-- begin --
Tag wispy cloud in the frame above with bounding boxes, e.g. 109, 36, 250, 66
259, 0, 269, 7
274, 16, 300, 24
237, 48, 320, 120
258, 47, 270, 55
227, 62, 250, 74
-- end --
_EXERCISE:_ Render every line of the records above as a numbered list, leaving out any blank lines.

_COMPLETED EXERCISE:_
1. Tag wispy cloud in the frame above with bounding boxes, e.g. 109, 36, 250, 66
2. 259, 0, 269, 7
3. 274, 16, 300, 24
4. 237, 48, 320, 120
5. 258, 47, 270, 55
6. 227, 62, 250, 74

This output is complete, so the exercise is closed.